§ **Records supplied**:
## Start

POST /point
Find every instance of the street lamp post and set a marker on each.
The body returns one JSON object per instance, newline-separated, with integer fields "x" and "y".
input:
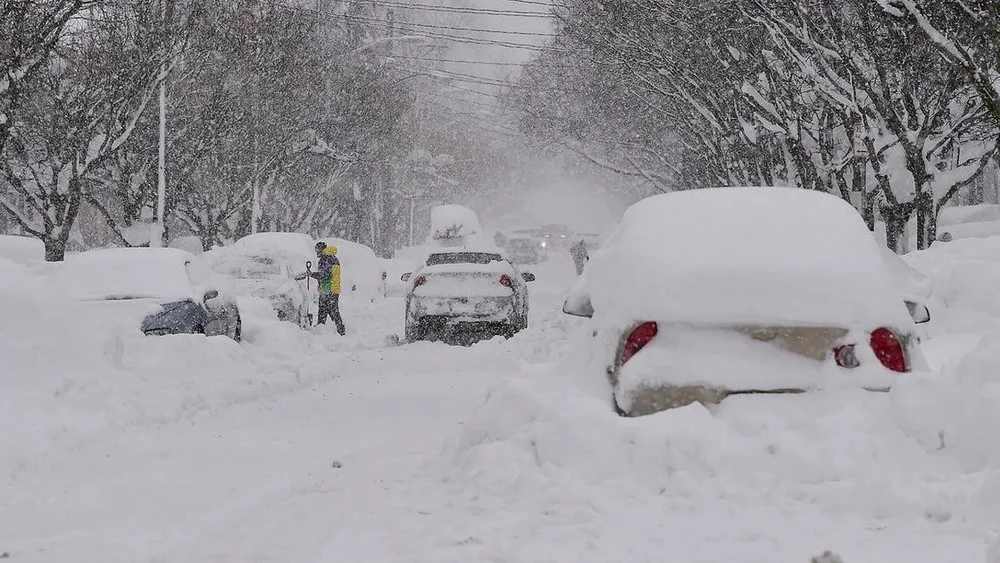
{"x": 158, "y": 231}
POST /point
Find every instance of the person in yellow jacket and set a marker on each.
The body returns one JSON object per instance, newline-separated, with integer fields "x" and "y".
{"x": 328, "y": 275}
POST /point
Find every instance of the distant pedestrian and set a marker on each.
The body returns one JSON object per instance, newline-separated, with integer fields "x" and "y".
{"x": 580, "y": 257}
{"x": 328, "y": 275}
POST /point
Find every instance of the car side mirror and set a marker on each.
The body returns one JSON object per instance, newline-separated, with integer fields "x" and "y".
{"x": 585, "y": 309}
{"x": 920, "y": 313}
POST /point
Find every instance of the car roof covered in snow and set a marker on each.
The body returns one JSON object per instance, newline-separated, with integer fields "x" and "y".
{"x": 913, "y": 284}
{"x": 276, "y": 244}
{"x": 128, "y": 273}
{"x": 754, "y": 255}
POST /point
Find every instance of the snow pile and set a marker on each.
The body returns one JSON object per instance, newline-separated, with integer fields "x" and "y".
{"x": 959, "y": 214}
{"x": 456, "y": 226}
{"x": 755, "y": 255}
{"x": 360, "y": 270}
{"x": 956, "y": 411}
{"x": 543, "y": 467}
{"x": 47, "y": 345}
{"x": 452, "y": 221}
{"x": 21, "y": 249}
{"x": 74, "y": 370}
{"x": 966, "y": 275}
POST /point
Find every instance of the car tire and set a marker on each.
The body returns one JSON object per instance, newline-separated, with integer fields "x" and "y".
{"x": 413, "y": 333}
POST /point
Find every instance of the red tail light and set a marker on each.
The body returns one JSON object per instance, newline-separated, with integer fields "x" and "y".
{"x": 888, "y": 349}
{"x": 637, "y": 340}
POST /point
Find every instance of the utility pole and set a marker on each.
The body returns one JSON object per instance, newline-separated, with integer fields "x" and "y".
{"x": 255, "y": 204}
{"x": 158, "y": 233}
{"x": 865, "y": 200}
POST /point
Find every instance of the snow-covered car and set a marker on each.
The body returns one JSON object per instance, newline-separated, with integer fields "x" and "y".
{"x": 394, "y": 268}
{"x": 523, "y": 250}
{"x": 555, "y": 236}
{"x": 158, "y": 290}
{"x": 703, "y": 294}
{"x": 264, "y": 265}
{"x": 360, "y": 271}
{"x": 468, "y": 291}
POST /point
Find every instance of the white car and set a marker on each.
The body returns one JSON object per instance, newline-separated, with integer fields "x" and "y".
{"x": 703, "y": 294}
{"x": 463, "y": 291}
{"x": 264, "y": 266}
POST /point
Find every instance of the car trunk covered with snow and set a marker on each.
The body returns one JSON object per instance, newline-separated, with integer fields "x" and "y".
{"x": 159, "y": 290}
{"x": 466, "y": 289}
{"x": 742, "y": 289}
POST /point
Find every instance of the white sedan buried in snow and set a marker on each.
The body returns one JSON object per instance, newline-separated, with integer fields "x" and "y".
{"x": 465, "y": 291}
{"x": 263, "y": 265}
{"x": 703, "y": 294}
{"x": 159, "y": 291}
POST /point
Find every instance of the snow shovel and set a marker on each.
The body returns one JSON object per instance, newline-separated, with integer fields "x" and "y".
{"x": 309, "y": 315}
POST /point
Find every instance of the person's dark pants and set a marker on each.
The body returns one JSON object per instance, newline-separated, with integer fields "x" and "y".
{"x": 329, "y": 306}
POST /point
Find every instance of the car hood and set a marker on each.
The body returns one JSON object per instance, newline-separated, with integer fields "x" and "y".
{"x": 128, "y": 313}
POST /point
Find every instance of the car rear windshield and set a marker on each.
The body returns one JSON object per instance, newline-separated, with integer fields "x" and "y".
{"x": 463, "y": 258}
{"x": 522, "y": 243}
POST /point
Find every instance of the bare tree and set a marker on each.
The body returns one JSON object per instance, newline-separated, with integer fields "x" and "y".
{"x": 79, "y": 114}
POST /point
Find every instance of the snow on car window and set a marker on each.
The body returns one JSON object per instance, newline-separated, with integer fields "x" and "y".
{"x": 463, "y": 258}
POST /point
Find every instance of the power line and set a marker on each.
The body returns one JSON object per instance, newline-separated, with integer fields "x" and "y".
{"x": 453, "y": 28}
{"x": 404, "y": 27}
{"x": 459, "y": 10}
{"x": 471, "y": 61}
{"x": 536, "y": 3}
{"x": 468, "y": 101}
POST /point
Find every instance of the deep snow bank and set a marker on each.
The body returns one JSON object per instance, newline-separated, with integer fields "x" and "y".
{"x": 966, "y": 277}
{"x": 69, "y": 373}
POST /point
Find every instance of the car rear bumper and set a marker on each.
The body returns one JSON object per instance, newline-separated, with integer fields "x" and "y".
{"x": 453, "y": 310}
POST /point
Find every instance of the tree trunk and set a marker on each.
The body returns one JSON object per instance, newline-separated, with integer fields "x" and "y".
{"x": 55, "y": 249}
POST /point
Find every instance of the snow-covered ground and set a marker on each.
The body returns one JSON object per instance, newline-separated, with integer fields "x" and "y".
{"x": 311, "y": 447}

## End

From start to finish, output the listing exactly, but omit its pictures.

POST /point
Find every instance of the street lamp post and set a marker on each.
The body returns one JSON object per instance, newline-separated, with integer fields "x" and "y".
input:
{"x": 158, "y": 231}
POST /point
Find every instance of the person in yellow jacket and set a marker on each.
The body returns one JSON object per instance, newline-separated, with integer fields "x" and "y".
{"x": 328, "y": 275}
POST /point
Find every instance of the distant pedestrian and set a marker on each.
The body returns one JSON object per instance, newline-separated, with integer fields "x" and "y".
{"x": 580, "y": 257}
{"x": 328, "y": 275}
POST /point
Find every instance of the car side mirror and set a marker on each.
The body returns one JSON object per instance, newline-separated, with integer fields "x" and "y".
{"x": 585, "y": 309}
{"x": 920, "y": 313}
POST /point
Find every instance of the car roof covered in snow and set a marker on each.
The body returns one JSON object per instance, newline-separated, with integer fields "x" and "y".
{"x": 913, "y": 284}
{"x": 276, "y": 244}
{"x": 128, "y": 273}
{"x": 754, "y": 255}
POST /point
Find every instance of the snow pile and set a marker on each.
The body returns one JSON object per instance, newline-separated, with integer fields "x" and "y".
{"x": 959, "y": 214}
{"x": 456, "y": 226}
{"x": 755, "y": 255}
{"x": 360, "y": 270}
{"x": 956, "y": 411}
{"x": 543, "y": 467}
{"x": 47, "y": 345}
{"x": 452, "y": 221}
{"x": 21, "y": 249}
{"x": 74, "y": 370}
{"x": 966, "y": 275}
POST /point
Find every instance of the car tire and set a marker on each.
The body returns one JSON object per instance, newline-separated, with integer fields "x" and "y".
{"x": 413, "y": 333}
POST /point
Find every instance of the red tail light and set a marker on each.
The body returns one JSON object per instance, newline-separated, with integer fields "x" and "y".
{"x": 888, "y": 349}
{"x": 637, "y": 340}
POST /point
Find every instance of the utility pole and set a marker on each.
The body returns one JSON object per instance, newline-separated, with integer fields "x" and "y".
{"x": 255, "y": 204}
{"x": 158, "y": 233}
{"x": 865, "y": 200}
POST /point
Find every instance of the snow-covered car and set a marker on each.
The body returns one JSON object per instance, newline-separated, with integer fields "x" and "y".
{"x": 394, "y": 268}
{"x": 523, "y": 250}
{"x": 555, "y": 236}
{"x": 158, "y": 290}
{"x": 703, "y": 294}
{"x": 264, "y": 265}
{"x": 360, "y": 271}
{"x": 468, "y": 291}
POST /point
Find every instance of the white car and set a marker on each.
The body returns one JSON object per instance, newline-separated, with integer fields "x" and "y".
{"x": 703, "y": 294}
{"x": 463, "y": 291}
{"x": 264, "y": 266}
POST /point
Find every instance of the car trunk covered with snow and set a marker on each.
The body returns one JSON object per instance, newline-separated, with integer fields "x" and "y".
{"x": 159, "y": 290}
{"x": 466, "y": 289}
{"x": 742, "y": 289}
POST /point
Find every instance of the white sedan buried in snow and set a marker on each.
The body returns one JSON object per instance, newline-separated, with integer fields "x" and "y".
{"x": 465, "y": 291}
{"x": 263, "y": 265}
{"x": 703, "y": 294}
{"x": 159, "y": 291}
POST /point
Find every instance of the snow shovel and set a marker on each.
The body returns one JSON object per instance, newline-separated, with integer fields "x" and "y".
{"x": 309, "y": 315}
POST /point
Find every instance of the person's dark pants and set a marker on each.
The body returns one JSON object per instance, newline-separated, with integer fields "x" and "y".
{"x": 329, "y": 306}
POST /point
Find every instance of the car hood and set a marker on each.
The body returns one JSON object per instance, newline-separated, with integer fields "x" and "y".
{"x": 128, "y": 313}
POST /point
Find every instance of the car rear windshield and set a marker on each.
The body returns one JSON object per instance, newline-separated, with integer fields "x" and "y".
{"x": 463, "y": 258}
{"x": 522, "y": 243}
POST /point
Find every instance of the bare tree and set a marker on each.
The body returns one JSON object per instance, newline-separated, with integer fields "x" and "y".
{"x": 79, "y": 114}
POST /point
Find every instance of the snow on car window and set a marker on each.
The body returns one JSON object per instance, newline-separated, with integer fields "x" and "y".
{"x": 463, "y": 258}
POST /point
Find every instance of the power line and set a marker on each.
The body returns one JSON object per instance, newline-separated, with integer fields "x" and "y".
{"x": 453, "y": 28}
{"x": 404, "y": 27}
{"x": 459, "y": 10}
{"x": 471, "y": 61}
{"x": 536, "y": 3}
{"x": 468, "y": 101}
POST /point
Find every instance of the deep snow bank and set a marker on each.
The body returns one JSON object per instance, newline-separated, with integer fields "x" and "y".
{"x": 966, "y": 277}
{"x": 69, "y": 373}
POST /point
Find every instance of the car rear bumper and set a marker on each.
The body returns one JSON object per instance, newline-separated, with integer fields "x" and "y".
{"x": 453, "y": 310}
POST /point
Find every instance of the tree trunk and set a marker on each.
The body returns one JSON object per instance, newline-separated, with integer fields "x" and "y".
{"x": 55, "y": 249}
POST /point
Find every instance of the snow-covered ground and set a marker on each.
The body returns one JSON object per instance, newline-separated, with integer fields "x" and "y".
{"x": 311, "y": 447}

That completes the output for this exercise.